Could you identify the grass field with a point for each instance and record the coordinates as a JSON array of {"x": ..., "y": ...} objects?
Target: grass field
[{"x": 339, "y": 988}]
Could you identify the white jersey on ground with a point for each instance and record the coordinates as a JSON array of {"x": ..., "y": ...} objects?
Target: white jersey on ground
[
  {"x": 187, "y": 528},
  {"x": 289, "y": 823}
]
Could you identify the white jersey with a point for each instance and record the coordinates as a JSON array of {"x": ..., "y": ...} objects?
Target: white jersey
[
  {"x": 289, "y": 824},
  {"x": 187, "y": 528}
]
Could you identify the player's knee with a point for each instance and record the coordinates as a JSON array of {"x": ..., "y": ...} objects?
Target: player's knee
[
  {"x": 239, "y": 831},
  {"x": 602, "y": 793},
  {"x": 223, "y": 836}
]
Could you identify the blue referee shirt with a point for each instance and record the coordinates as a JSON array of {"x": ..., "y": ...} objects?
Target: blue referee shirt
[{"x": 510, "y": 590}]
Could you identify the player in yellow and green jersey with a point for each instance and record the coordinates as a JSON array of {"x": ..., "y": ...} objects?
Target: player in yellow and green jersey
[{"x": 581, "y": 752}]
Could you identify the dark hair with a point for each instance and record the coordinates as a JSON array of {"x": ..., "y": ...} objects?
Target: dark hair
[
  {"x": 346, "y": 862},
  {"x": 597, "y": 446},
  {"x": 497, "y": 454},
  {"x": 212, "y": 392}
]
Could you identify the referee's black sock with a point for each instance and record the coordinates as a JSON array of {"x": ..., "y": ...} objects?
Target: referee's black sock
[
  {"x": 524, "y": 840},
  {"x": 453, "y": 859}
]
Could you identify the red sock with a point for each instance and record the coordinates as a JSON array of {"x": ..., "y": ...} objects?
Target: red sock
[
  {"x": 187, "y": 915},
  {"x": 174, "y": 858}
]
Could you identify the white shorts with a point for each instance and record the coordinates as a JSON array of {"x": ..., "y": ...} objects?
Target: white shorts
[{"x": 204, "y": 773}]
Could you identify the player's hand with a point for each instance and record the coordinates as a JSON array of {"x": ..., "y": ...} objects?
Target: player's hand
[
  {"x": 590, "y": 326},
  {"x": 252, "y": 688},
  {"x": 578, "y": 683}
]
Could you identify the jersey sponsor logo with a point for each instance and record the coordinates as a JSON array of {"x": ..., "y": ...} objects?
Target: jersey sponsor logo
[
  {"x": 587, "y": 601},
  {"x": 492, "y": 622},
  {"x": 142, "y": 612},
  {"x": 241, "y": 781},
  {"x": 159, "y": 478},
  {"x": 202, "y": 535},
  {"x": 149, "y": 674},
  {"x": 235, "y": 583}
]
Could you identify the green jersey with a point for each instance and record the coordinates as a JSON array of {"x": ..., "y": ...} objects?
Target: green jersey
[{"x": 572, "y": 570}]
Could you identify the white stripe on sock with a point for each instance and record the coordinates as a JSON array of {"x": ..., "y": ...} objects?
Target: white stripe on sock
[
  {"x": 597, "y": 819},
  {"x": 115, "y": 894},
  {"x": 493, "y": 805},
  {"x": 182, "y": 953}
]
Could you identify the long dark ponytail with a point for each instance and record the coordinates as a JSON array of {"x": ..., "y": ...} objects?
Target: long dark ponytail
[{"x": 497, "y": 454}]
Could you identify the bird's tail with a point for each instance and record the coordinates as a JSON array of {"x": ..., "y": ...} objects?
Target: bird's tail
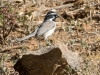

◆ Your instructions ◆
The answer must consist of each line from the entries that contains the string "bird".

◆ Output of the exercise ◆
Could you identify the bird's tail with a point for each instance and record the coordinates as a JSON array of {"x": ..., "y": ...} objects?
Target: bird's tail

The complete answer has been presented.